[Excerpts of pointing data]
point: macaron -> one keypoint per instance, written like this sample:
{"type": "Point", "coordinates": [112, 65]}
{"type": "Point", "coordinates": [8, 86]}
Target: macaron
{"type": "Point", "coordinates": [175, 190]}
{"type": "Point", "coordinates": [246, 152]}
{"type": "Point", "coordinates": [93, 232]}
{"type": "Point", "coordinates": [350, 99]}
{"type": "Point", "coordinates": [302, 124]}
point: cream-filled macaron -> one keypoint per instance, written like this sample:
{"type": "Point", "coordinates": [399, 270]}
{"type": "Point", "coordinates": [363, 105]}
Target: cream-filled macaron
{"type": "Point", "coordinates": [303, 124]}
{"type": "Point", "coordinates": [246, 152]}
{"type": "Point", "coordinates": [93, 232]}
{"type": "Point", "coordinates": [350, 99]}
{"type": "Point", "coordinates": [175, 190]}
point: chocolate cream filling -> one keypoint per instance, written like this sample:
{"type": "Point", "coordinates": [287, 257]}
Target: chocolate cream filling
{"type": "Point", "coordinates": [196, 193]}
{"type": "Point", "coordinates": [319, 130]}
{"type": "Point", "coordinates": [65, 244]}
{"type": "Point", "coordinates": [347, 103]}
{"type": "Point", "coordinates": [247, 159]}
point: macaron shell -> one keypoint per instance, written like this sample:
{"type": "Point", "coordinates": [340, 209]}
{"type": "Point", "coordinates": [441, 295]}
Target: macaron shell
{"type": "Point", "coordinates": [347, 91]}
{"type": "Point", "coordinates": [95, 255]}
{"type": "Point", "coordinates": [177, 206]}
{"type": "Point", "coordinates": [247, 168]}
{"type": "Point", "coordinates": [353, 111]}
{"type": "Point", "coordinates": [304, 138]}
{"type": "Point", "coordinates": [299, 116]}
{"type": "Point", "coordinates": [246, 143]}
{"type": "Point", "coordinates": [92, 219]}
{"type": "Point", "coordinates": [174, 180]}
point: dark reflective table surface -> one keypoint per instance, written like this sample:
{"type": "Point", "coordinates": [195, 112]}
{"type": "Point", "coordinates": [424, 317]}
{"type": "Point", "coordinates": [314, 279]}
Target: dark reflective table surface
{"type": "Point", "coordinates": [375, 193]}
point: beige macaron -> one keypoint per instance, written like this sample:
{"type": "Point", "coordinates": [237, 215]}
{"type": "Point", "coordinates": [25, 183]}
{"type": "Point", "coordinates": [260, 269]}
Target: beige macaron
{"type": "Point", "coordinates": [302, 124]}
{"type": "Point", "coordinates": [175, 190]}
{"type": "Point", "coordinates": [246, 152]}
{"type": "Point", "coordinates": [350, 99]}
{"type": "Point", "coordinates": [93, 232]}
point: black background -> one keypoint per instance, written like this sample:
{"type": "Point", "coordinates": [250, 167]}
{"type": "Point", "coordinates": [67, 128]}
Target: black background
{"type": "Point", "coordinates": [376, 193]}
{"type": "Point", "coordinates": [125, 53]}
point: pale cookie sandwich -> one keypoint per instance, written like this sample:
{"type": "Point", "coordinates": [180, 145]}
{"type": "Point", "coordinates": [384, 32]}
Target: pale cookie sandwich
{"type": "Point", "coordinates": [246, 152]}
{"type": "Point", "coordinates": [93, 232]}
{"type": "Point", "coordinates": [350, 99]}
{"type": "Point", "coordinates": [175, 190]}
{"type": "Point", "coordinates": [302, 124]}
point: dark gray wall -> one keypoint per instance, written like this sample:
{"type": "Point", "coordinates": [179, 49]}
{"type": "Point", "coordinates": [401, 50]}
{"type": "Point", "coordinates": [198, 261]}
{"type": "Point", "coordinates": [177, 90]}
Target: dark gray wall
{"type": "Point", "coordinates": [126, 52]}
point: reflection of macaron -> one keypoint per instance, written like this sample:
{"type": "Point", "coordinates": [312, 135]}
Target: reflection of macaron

• Task description
Could you give again exactly the lines from the line containing "point: dark gray" through the final line of the data above, and no others?

• Output
point: dark gray wall -> one keypoint per instance, written like this sample:
{"type": "Point", "coordinates": [179, 49]}
{"type": "Point", "coordinates": [401, 50]}
{"type": "Point", "coordinates": [198, 261]}
{"type": "Point", "coordinates": [177, 90]}
Target: dark gray wall
{"type": "Point", "coordinates": [126, 52]}
point: reflection of macaron -> one keypoint per instance, written like this sample:
{"type": "Point", "coordinates": [312, 135]}
Target: reflection of macaron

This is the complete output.